## EXERCISE INPUTS
- - - -

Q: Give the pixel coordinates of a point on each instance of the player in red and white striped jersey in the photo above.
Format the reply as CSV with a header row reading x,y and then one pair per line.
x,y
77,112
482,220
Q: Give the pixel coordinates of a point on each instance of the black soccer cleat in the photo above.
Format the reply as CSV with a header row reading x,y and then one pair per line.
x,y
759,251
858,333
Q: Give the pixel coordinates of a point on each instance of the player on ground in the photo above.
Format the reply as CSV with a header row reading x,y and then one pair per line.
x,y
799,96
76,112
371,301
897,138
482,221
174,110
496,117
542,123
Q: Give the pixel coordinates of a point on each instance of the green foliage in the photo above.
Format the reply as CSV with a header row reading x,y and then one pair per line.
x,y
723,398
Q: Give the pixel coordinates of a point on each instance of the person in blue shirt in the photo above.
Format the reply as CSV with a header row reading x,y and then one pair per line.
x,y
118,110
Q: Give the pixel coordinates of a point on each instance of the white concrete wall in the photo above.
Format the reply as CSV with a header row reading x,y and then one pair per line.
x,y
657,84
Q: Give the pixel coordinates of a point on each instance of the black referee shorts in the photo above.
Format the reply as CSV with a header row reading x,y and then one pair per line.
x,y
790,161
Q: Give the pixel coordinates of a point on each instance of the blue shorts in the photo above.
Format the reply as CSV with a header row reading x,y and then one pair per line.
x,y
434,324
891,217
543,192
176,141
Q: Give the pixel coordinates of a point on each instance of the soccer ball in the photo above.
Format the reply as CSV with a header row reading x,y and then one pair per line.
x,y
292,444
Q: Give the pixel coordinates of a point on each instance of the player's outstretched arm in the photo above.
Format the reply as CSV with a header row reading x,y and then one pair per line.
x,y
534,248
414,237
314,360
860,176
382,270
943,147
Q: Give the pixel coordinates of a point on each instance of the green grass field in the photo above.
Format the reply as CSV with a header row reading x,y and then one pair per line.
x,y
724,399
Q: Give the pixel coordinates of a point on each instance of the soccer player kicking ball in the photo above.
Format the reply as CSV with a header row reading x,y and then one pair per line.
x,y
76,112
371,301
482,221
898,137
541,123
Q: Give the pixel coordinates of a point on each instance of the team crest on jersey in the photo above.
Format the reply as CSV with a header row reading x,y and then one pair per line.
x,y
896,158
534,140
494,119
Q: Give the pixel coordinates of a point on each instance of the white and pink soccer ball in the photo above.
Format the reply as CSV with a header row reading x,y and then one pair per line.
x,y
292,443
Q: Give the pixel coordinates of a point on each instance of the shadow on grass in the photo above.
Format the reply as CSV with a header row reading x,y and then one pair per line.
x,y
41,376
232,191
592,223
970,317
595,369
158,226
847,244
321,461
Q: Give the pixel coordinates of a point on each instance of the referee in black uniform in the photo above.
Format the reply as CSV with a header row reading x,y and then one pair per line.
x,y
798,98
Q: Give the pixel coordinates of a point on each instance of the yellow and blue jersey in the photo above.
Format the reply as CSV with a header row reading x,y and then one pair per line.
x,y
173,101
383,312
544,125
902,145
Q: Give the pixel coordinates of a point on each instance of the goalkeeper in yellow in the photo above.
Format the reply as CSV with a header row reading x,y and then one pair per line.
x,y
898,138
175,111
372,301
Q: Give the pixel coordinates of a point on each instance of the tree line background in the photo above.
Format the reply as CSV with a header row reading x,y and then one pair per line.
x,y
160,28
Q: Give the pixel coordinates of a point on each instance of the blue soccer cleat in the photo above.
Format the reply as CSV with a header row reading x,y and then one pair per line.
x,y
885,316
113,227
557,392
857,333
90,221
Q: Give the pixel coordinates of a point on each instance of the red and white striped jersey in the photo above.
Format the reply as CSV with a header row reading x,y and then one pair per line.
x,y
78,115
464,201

- - - -

## ACTIVITY
Return every record, word for word.

## TASK RESULT
Q: Give the pixel coordinates of a point on each instance of the player in red and white striped jersey in the photo above.
Format the reply as CSV with a header row reading x,y and then one pair per line.
x,y
77,112
482,220
Q: Give the pixel coordinates of a point on each instance of the black soccer cleat in the photo above.
Format the reply as CSV with a header row reading x,y and then one pair per line.
x,y
759,251
858,333
Q: Give the pixel coordinates of a point on each instance of the player on ground in the photo above.
Format the reply as CSV with a header row reading x,y and then one pair per line.
x,y
799,96
76,112
371,301
897,138
482,221
174,110
496,117
542,123
Q: Give the pixel coordinates of a point on each instance of the green foliage in the photo above.
Format the reply as CSV with a header row reading x,y and then one pair per line.
x,y
723,398
Q: Give the pixel coordinates of a point on each instance of the person in blue shirt in the photo above.
Format the reply as CSV with a header row reading x,y and then one pair per line.
x,y
118,110
Q: Give the pixel coordinates of a point on each instance of the white concrete wall in the photo above.
Format the reply as CSV with a header row reading x,y and then one pair per line.
x,y
657,84
Q: Give the pixel coordinates of a point on each instance of the black referee shorts in the photo above.
Format the reply as CSV with a header row reading x,y and then one pair per line.
x,y
790,161
Q: Give the pixel coordinates of a point on each instance of the blue shorts in the photo above.
Format the reply as CSV with a header row reading x,y and then one pair per line.
x,y
434,324
891,217
543,192
176,141
Q: Give the pixel coordinates of a point on each instance of the soccer ball in the photo above.
Format the reply as CSV with a header row reading x,y and then one pair per line.
x,y
292,444
Q: Give the pixel coordinates of a point on each instance of the player's outstretched arm in the photo above.
Format the reply as CSV with a header row reading x,y and then one pair per line.
x,y
534,248
414,237
314,360
860,176
382,270
943,147
Q: Give the pixel coordinates of a point on each instance of the green grass field in the photo above.
Format the reply as CSV with a header row reading x,y and then one pair per line.
x,y
724,399
Q: Give the pixel coordinates of a point on each instance of the soccer player kicking ball in the photo above.
Format the reply as CSV with a header row reading x,y and then one pair per line.
x,y
76,112
371,301
482,221
898,137
541,123
Q: Give the pixel coordinates of a point on each instance of the team crest on jersey in the photo above.
Format the reply as CSV with a header row reading x,y and then one pair per line.
x,y
896,158
534,140
494,119
Q: Give the pixel coordinates of a point on each instance of the white and pink soccer ball in the photo above.
Format the reply as CSV with a header row reading x,y and then one pair per line.
x,y
292,443
Q: Give the pixel coordinates of a point on each instance of the shadow on grass in the photo above.
Format the reply as CSV with a header row reading x,y and then one pair per line.
x,y
41,376
232,191
592,223
970,317
595,369
158,226
847,244
321,461
Q: Give the pixel coordinates of a point on each instance of the referee in black uniform in the photo above.
Format the reply as CSV with a header row reading x,y and then one pair per line.
x,y
798,98
Q: Give the pixel coordinates of a point on each instance of the yellow and blue jersey in the photo above.
Format the reply as CSV with a header row reading x,y and then one pair per line.
x,y
173,101
383,312
544,125
902,145
Q: Give the pixel coordinates of a point on each instance of the goalkeeper in yellow in the photo above.
Format the reply as CSV with a header row reading x,y and then one pair per line.
x,y
898,138
175,111
372,301
Q: Give the pixel coordinates of a point on each instance of the tree line background in the photo above.
Format the reply as CSV with a header row reading x,y and then one pair per line.
x,y
160,28
Q: Give the pixel coordinates of a point on each instance of the blue soccer cleat in the photo above.
Format the reply as CSV with a header row reading x,y and then one pair per line.
x,y
885,316
113,227
557,392
857,333
90,221
Q: Give the pixel coordinates of a point on each instance of the red and white striped jersey in the photo above.
Format the reply as CSV with a header row reading x,y and then one pair per line.
x,y
78,115
464,201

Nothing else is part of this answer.